___ VORGEGEBENER TEXT ___

# 2gb Arbeitspeicher



## Fyn94 (8. Mai 2010)

hallo erstmal!
also ich habe zwi arbitspeicheer sticks.
alter:AENEON 1GB DDR2-800 CL5 PC2-6400U-555 AET760ud00-25D funktioniert einwandfrei

neuer: Hynix 2GB 2Rx8 PC2-6400U-666-12 HYMP125U64CP8-s6  AB-c

der neue funktioniert nicht mit dem alten und alleine  auch nicht.also alleine sstartet der pc nur kurz also der kühler ist nach nem piep nur an und sehr schnell.mit dem altem startet der pc und dann steht nur das motherboard bild dort aber sehr verschwommen und das wars.mus ich irgendwas im bios einstellen?hoffe auf schnelle hilf

MfG Fyn94


----------



## chmee (8. Mai 2010)

___ AUSZUG AUS DATEN ___

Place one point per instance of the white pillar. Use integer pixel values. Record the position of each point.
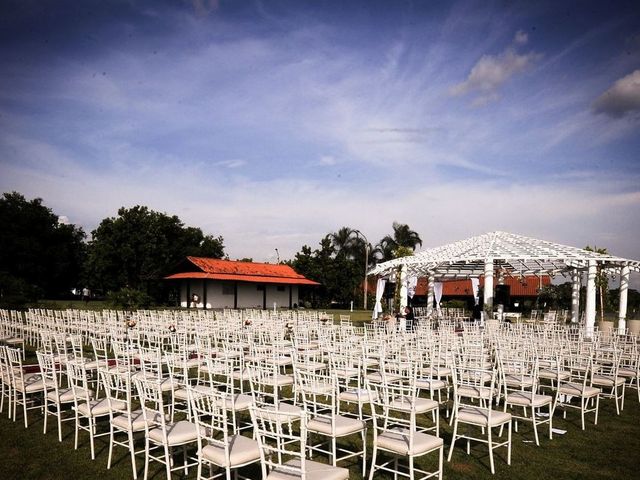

___

● **ZU LÖSENDE AUFGABEN**:
[1] Von welchem Hersteller stammt im Forenthread über den Arbeitsspeicher der neue Speicherriegel?
[2] Schreibe den Forenthread über den Arbeitsspeicher von der Stelle an weiter, an der er endet.
Die Daten sind eigenständiges Material und gehören nicht zum Forenthread über den Arbeitsspeicher.

● **GELÖSTE AUFGABEN**:
[1] Von Hynix.

[2]
Es ist immer wichtig, im Handbuch nachzuschauen, ob bestimmte Bauarten funktionieren. zB kann es sein, dass Dein Mainboard mit zweiseitig bestückten 2GB-Rams nicht klarkommt. uU steht im Handbuch auch, dass nur max. 1GB pro Slot geht oder (so wie es bei mir ist), wenn 4 Slots belegt sind (bei Dir nicht so..), der FSB auf den Ramslots nur maximum 600MHz sein darf.

Vielleicht geht es einfach nicht. Wenn Du sagst, dass der neue alleine nicht funktionieren will, dann würd ich versuchen, den wieder abzustoßen bzw. beim Händler um einen Austausch zu bitten..

mfg chmee


----------



## Fyn94 (8. Mai 2010)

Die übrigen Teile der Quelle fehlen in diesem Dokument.